◆ **What to do**
Reproduce the items from the line containing "Please provide the mask of every instance of the dense" through the last line, inclusive, replacing "top-left corner" with "upper-left corner" and leaving everything else unchanged.

◆ **Exercise data**
************

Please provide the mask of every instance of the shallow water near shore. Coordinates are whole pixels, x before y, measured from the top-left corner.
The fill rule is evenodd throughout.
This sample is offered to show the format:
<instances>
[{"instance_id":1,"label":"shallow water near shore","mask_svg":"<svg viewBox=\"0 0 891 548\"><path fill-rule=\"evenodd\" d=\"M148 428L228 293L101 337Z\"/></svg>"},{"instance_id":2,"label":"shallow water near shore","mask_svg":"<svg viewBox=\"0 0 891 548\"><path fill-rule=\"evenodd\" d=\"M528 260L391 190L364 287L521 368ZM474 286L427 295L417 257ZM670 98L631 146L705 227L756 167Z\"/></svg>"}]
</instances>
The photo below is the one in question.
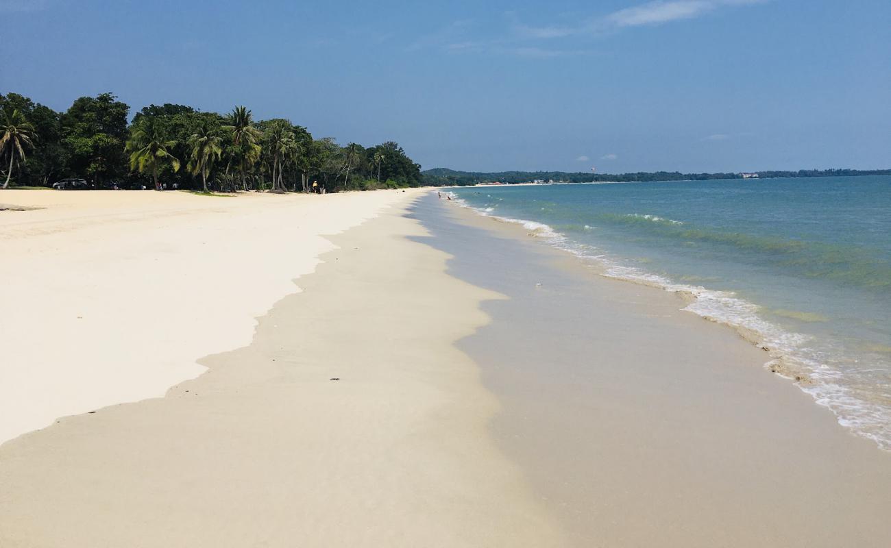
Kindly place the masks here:
<instances>
[{"instance_id":1,"label":"shallow water near shore","mask_svg":"<svg viewBox=\"0 0 891 548\"><path fill-rule=\"evenodd\" d=\"M413 208L449 273L508 299L459 342L491 430L577 546L885 546L891 461L762 367L767 353L509 224Z\"/></svg>"},{"instance_id":2,"label":"shallow water near shore","mask_svg":"<svg viewBox=\"0 0 891 548\"><path fill-rule=\"evenodd\" d=\"M891 449L891 176L455 189L601 274L687 296Z\"/></svg>"}]
</instances>

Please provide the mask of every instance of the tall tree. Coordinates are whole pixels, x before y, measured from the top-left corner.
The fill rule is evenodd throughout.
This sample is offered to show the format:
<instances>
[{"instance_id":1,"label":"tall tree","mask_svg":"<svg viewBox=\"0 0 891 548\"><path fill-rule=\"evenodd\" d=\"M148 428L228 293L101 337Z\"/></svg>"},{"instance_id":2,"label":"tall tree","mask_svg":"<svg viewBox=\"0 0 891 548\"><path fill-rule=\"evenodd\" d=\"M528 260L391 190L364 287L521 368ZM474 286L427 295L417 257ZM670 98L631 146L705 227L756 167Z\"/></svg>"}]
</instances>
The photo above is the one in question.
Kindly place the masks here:
<instances>
[{"instance_id":1,"label":"tall tree","mask_svg":"<svg viewBox=\"0 0 891 548\"><path fill-rule=\"evenodd\" d=\"M253 127L253 119L247 107L235 107L228 119L229 125L224 126L224 129L232 132L233 148L238 156L235 159L238 162L239 174L241 176L241 189L246 191L248 184L244 176L248 164L255 163L259 157L257 141L260 137L260 132Z\"/></svg>"},{"instance_id":2,"label":"tall tree","mask_svg":"<svg viewBox=\"0 0 891 548\"><path fill-rule=\"evenodd\" d=\"M380 149L374 151L374 163L378 167L378 183L380 182L380 164L384 161L385 157L386 155L383 151Z\"/></svg>"},{"instance_id":3,"label":"tall tree","mask_svg":"<svg viewBox=\"0 0 891 548\"><path fill-rule=\"evenodd\" d=\"M111 94L80 97L61 117L62 134L70 149L70 170L96 182L127 172L124 142L130 107Z\"/></svg>"},{"instance_id":4,"label":"tall tree","mask_svg":"<svg viewBox=\"0 0 891 548\"><path fill-rule=\"evenodd\" d=\"M362 159L363 153L365 149L362 148L362 145L356 144L355 143L350 143L343 150L343 168L341 168L344 172L343 176L343 188L347 190L349 188L349 172L356 167L359 160Z\"/></svg>"},{"instance_id":5,"label":"tall tree","mask_svg":"<svg viewBox=\"0 0 891 548\"><path fill-rule=\"evenodd\" d=\"M217 129L206 120L198 131L189 137L189 148L192 151L189 160L189 171L192 175L201 175L201 185L208 192L208 175L214 161L223 154L221 146L223 139L217 134Z\"/></svg>"},{"instance_id":6,"label":"tall tree","mask_svg":"<svg viewBox=\"0 0 891 548\"><path fill-rule=\"evenodd\" d=\"M130 139L127 142L127 151L130 152L130 169L144 173L148 170L155 183L155 190L161 190L158 182L158 170L161 163L168 161L174 171L179 171L179 159L170 153L169 149L176 142L168 139L163 121L157 118L145 118L134 126Z\"/></svg>"},{"instance_id":7,"label":"tall tree","mask_svg":"<svg viewBox=\"0 0 891 548\"><path fill-rule=\"evenodd\" d=\"M9 171L6 172L4 188L9 187L16 157L19 158L19 163L24 163L25 147L33 147L33 139L34 127L25 119L21 112L18 109L12 111L4 110L3 125L0 125L0 153L9 154Z\"/></svg>"}]
</instances>

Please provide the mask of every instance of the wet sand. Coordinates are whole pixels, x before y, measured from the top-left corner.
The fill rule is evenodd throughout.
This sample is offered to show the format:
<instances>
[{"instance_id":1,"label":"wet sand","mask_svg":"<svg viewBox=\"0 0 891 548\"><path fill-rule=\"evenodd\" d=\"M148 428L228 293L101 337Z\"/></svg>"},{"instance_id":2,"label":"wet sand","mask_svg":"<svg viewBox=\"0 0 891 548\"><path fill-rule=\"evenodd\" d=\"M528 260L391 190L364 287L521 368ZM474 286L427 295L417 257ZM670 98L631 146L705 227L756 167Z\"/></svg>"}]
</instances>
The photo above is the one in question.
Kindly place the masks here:
<instances>
[{"instance_id":1,"label":"wet sand","mask_svg":"<svg viewBox=\"0 0 891 548\"><path fill-rule=\"evenodd\" d=\"M454 346L499 296L446 275L404 208L331 237L197 379L0 446L0 546L560 545Z\"/></svg>"},{"instance_id":2,"label":"wet sand","mask_svg":"<svg viewBox=\"0 0 891 548\"><path fill-rule=\"evenodd\" d=\"M765 352L676 295L451 205L416 206L428 241L450 274L509 297L459 348L570 544L891 545L891 454L766 371Z\"/></svg>"}]
</instances>

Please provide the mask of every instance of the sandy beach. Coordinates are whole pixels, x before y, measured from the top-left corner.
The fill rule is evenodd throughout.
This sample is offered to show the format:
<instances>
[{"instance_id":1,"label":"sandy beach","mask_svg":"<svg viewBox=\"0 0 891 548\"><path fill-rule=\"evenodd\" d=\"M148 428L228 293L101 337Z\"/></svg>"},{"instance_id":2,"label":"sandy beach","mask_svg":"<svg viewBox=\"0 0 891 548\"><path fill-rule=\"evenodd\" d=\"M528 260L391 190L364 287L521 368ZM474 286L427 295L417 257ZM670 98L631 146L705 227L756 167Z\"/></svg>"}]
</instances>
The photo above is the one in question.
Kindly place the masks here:
<instances>
[{"instance_id":1,"label":"sandy beach","mask_svg":"<svg viewBox=\"0 0 891 548\"><path fill-rule=\"evenodd\" d=\"M891 539L763 351L429 190L0 198L4 547Z\"/></svg>"}]
</instances>

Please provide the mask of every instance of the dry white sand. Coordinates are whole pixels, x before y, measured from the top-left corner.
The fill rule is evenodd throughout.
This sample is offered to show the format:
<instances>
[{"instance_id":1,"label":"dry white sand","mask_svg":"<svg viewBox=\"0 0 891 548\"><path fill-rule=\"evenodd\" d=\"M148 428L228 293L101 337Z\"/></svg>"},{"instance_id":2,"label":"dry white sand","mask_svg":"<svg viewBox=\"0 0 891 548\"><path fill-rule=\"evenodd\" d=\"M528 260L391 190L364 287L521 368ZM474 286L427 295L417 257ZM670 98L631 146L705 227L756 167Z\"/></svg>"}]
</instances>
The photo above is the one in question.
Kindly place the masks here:
<instances>
[{"instance_id":1,"label":"dry white sand","mask_svg":"<svg viewBox=\"0 0 891 548\"><path fill-rule=\"evenodd\" d=\"M412 192L4 191L0 443L57 417L163 396L250 342L339 233Z\"/></svg>"},{"instance_id":2,"label":"dry white sand","mask_svg":"<svg viewBox=\"0 0 891 548\"><path fill-rule=\"evenodd\" d=\"M393 200L385 193L330 198L365 214ZM454 346L487 321L480 301L498 296L446 275L445 253L405 237L425 233L403 215L405 201L334 236L339 249L298 280L304 290L260 319L249 346L200 360L209 367L205 374L164 398L68 417L0 446L0 546L561 544L524 476L488 435L497 402ZM237 258L217 259L224 280L202 298L226 300L242 284L274 275L260 271L283 259L246 249L254 242L287 253L289 239L266 232L330 230L320 217L336 215L335 208L312 206L322 213L283 206L269 222L229 217L216 233L196 227L205 245ZM211 217L188 215L208 223ZM233 235L237 228L250 235ZM278 246L266 249L258 241L266 237ZM304 238L305 245L331 249L316 238ZM158 258L177 272L184 262L195 264L182 254ZM304 260L298 266L307 268L315 261ZM151 316L134 338L153 355L151 348L207 329L175 317L192 313L161 297L168 287L151 288L168 303L167 314ZM85 345L105 339L102 331L82 337ZM77 356L69 366L82 364Z\"/></svg>"}]
</instances>

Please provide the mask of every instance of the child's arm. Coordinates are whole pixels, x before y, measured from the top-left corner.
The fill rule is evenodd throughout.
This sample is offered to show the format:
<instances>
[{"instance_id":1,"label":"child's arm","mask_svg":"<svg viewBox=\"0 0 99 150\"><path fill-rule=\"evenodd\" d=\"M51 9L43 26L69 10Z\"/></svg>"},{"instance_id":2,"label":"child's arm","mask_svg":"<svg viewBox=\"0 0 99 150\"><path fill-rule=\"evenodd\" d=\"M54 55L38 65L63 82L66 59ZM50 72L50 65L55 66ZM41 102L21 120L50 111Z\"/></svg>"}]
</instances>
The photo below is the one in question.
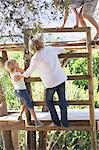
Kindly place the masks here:
<instances>
[{"instance_id":1,"label":"child's arm","mask_svg":"<svg viewBox=\"0 0 99 150\"><path fill-rule=\"evenodd\" d=\"M18 72L20 72L20 73L24 73L25 71L24 71L24 69L22 69L22 68L17 68L16 69Z\"/></svg>"},{"instance_id":2,"label":"child's arm","mask_svg":"<svg viewBox=\"0 0 99 150\"><path fill-rule=\"evenodd\" d=\"M76 8L72 8L72 10L73 10L73 12L74 12L74 14L75 14L75 16L76 16L76 24L75 24L75 26L74 26L74 28L76 28L76 27L79 26L79 14L78 14Z\"/></svg>"}]
</instances>

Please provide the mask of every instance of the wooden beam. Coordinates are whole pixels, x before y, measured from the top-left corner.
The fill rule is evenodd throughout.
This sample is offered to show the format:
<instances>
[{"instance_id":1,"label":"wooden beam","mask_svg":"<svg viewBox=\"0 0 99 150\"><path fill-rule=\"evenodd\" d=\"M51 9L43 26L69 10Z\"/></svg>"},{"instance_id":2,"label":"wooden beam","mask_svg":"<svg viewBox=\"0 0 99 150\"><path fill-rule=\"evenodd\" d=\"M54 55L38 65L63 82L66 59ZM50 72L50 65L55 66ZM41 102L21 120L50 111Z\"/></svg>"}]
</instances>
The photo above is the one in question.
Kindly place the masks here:
<instances>
[{"instance_id":1,"label":"wooden beam","mask_svg":"<svg viewBox=\"0 0 99 150\"><path fill-rule=\"evenodd\" d=\"M55 105L59 105L59 101L54 101ZM88 100L67 100L68 105L89 105L90 101ZM45 105L44 101L34 101L33 102L34 106L43 106Z\"/></svg>"},{"instance_id":2,"label":"wooden beam","mask_svg":"<svg viewBox=\"0 0 99 150\"><path fill-rule=\"evenodd\" d=\"M68 127L68 128L65 128L65 127L48 127L48 126L44 126L44 127L32 127L32 126L28 126L25 128L25 130L27 131L53 131L53 130L56 130L56 131L74 131L74 130L79 130L79 131L91 131L92 130L92 127L91 126L72 126L72 127Z\"/></svg>"},{"instance_id":3,"label":"wooden beam","mask_svg":"<svg viewBox=\"0 0 99 150\"><path fill-rule=\"evenodd\" d=\"M88 75L75 75L75 76L68 76L68 80L88 80L90 77ZM40 77L30 77L25 79L26 82L41 82Z\"/></svg>"},{"instance_id":4,"label":"wooden beam","mask_svg":"<svg viewBox=\"0 0 99 150\"><path fill-rule=\"evenodd\" d=\"M70 53L59 55L59 58L83 58L83 57L88 57L88 53Z\"/></svg>"},{"instance_id":5,"label":"wooden beam","mask_svg":"<svg viewBox=\"0 0 99 150\"><path fill-rule=\"evenodd\" d=\"M91 149L97 150L97 138L96 138L96 124L95 124L95 106L94 106L94 86L93 86L93 66L92 66L92 46L91 46L91 30L90 28L86 32L87 35L87 49L88 49L88 92L89 92L89 114L90 114L90 126L91 130Z\"/></svg>"},{"instance_id":6,"label":"wooden beam","mask_svg":"<svg viewBox=\"0 0 99 150\"><path fill-rule=\"evenodd\" d=\"M88 30L89 27L78 27L78 28L62 28L61 30L57 30L56 28L42 28L41 32L43 33L52 33L52 32L57 32L57 33L61 33L61 32L86 32ZM27 28L26 29L28 33L30 33L33 28Z\"/></svg>"}]
</instances>

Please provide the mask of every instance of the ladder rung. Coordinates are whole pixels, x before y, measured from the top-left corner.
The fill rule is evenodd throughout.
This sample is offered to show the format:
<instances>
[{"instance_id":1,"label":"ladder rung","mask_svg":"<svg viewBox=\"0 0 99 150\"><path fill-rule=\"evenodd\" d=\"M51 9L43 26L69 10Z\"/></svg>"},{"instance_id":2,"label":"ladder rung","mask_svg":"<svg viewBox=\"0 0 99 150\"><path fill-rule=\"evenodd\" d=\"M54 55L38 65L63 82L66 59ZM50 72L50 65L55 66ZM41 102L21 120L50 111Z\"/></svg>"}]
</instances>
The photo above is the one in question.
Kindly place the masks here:
<instances>
[{"instance_id":1,"label":"ladder rung","mask_svg":"<svg viewBox=\"0 0 99 150\"><path fill-rule=\"evenodd\" d=\"M44 102L44 101L34 101L33 102L34 106L44 106L45 104L46 104L46 102ZM59 105L59 101L54 101L54 104ZM90 101L88 101L88 100L76 100L76 101L68 100L67 104L68 105L89 105Z\"/></svg>"},{"instance_id":2,"label":"ladder rung","mask_svg":"<svg viewBox=\"0 0 99 150\"><path fill-rule=\"evenodd\" d=\"M70 131L70 130L78 130L78 131L91 131L92 127L91 126L70 126L68 128L65 127L48 127L48 126L42 126L42 127L34 127L34 126L28 126L25 128L27 131L52 131L52 130L57 130L57 131Z\"/></svg>"},{"instance_id":3,"label":"ladder rung","mask_svg":"<svg viewBox=\"0 0 99 150\"><path fill-rule=\"evenodd\" d=\"M75 75L75 76L68 76L67 80L88 80L89 75ZM26 79L26 82L41 82L40 77L30 77Z\"/></svg>"}]
</instances>

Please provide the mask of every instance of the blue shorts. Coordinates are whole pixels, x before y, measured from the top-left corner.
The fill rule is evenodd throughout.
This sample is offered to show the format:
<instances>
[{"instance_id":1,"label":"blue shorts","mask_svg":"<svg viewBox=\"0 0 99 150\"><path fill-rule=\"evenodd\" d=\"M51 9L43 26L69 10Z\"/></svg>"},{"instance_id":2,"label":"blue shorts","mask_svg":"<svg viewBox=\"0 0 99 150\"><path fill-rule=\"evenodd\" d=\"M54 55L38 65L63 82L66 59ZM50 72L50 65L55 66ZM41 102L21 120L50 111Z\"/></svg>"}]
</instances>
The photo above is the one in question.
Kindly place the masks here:
<instances>
[{"instance_id":1,"label":"blue shorts","mask_svg":"<svg viewBox=\"0 0 99 150\"><path fill-rule=\"evenodd\" d=\"M33 105L32 105L32 100L30 98L30 95L27 91L27 89L25 90L15 90L15 94L16 96L21 100L21 101L24 101L25 104L26 104L26 107L27 108L33 108Z\"/></svg>"}]
</instances>

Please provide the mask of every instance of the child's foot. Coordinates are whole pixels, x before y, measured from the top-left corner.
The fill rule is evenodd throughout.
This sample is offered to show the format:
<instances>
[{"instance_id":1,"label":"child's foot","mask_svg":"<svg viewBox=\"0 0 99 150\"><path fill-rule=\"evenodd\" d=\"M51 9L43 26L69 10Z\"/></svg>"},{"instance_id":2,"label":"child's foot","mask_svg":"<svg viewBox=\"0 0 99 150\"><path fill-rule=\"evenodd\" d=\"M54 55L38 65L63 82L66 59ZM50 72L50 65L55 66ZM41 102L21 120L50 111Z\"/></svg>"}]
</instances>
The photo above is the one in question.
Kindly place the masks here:
<instances>
[{"instance_id":1,"label":"child's foot","mask_svg":"<svg viewBox=\"0 0 99 150\"><path fill-rule=\"evenodd\" d=\"M99 31L97 32L93 40L99 40Z\"/></svg>"},{"instance_id":2,"label":"child's foot","mask_svg":"<svg viewBox=\"0 0 99 150\"><path fill-rule=\"evenodd\" d=\"M42 126L44 126L44 124L41 121L39 120L35 121L35 127L42 127Z\"/></svg>"},{"instance_id":3,"label":"child's foot","mask_svg":"<svg viewBox=\"0 0 99 150\"><path fill-rule=\"evenodd\" d=\"M20 120L20 121L21 121L21 120L22 120L22 116L19 116L19 117L18 117L18 120Z\"/></svg>"}]
</instances>

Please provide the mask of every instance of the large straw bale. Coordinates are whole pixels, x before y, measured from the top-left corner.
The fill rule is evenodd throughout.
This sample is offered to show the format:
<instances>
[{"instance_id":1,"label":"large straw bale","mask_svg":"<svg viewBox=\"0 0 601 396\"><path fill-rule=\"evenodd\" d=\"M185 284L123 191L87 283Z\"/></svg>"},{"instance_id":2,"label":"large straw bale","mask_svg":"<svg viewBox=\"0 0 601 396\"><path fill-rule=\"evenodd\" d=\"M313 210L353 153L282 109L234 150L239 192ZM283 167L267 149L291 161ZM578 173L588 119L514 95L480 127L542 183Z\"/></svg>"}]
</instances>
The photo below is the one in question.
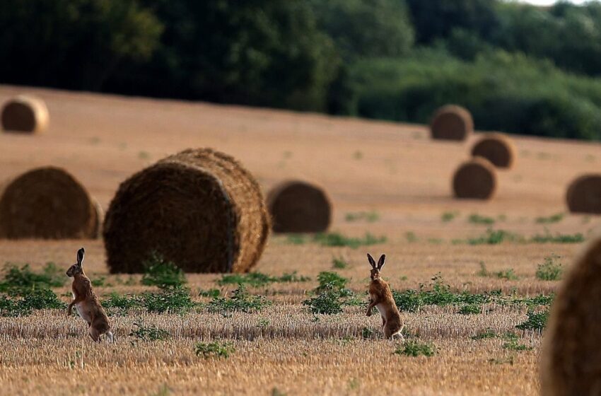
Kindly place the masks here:
<instances>
[{"instance_id":1,"label":"large straw bale","mask_svg":"<svg viewBox=\"0 0 601 396\"><path fill-rule=\"evenodd\" d=\"M123 182L103 233L111 272L141 272L152 254L187 272L245 272L269 233L259 185L209 148L168 156Z\"/></svg>"},{"instance_id":2,"label":"large straw bale","mask_svg":"<svg viewBox=\"0 0 601 396\"><path fill-rule=\"evenodd\" d=\"M66 170L33 169L6 182L0 192L0 237L93 238L102 211Z\"/></svg>"},{"instance_id":3,"label":"large straw bale","mask_svg":"<svg viewBox=\"0 0 601 396\"><path fill-rule=\"evenodd\" d=\"M276 233L320 233L332 221L332 203L314 184L288 180L267 194L267 207Z\"/></svg>"}]
</instances>

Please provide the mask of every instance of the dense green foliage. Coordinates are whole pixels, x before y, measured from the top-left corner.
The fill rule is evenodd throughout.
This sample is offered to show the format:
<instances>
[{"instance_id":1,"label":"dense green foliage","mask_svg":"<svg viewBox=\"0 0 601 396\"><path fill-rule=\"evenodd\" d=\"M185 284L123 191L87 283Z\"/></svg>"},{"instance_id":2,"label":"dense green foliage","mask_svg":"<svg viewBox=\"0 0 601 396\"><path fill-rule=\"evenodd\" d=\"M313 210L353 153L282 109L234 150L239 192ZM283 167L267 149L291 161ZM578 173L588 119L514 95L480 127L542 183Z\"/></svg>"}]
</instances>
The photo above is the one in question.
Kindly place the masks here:
<instances>
[{"instance_id":1,"label":"dense green foliage","mask_svg":"<svg viewBox=\"0 0 601 396\"><path fill-rule=\"evenodd\" d=\"M600 139L601 4L5 0L0 82Z\"/></svg>"}]
</instances>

************

◆ **Exercise solution**
Please provide the mask of every instance of the dense green foliage. Coordinates are whole pixels, x before y, measured from the upper-left corner.
The fill rule is evenodd throughout.
This sample is offered to show the format:
<instances>
[{"instance_id":1,"label":"dense green foliage","mask_svg":"<svg viewBox=\"0 0 601 396\"><path fill-rule=\"evenodd\" d=\"M185 284L123 191L87 283Z\"/></svg>"},{"instance_id":2,"label":"dense green foliage","mask_svg":"<svg viewBox=\"0 0 601 396\"><path fill-rule=\"evenodd\" d=\"M313 210L353 153L282 109L234 150L239 192ZM283 167L267 149L291 161ZM578 173L588 119L514 95L480 127L542 183Z\"/></svg>"}]
</instances>
The photo above is the one in question.
Kindly place the masks here:
<instances>
[{"instance_id":1,"label":"dense green foliage","mask_svg":"<svg viewBox=\"0 0 601 396\"><path fill-rule=\"evenodd\" d=\"M600 139L601 4L5 0L0 82Z\"/></svg>"}]
</instances>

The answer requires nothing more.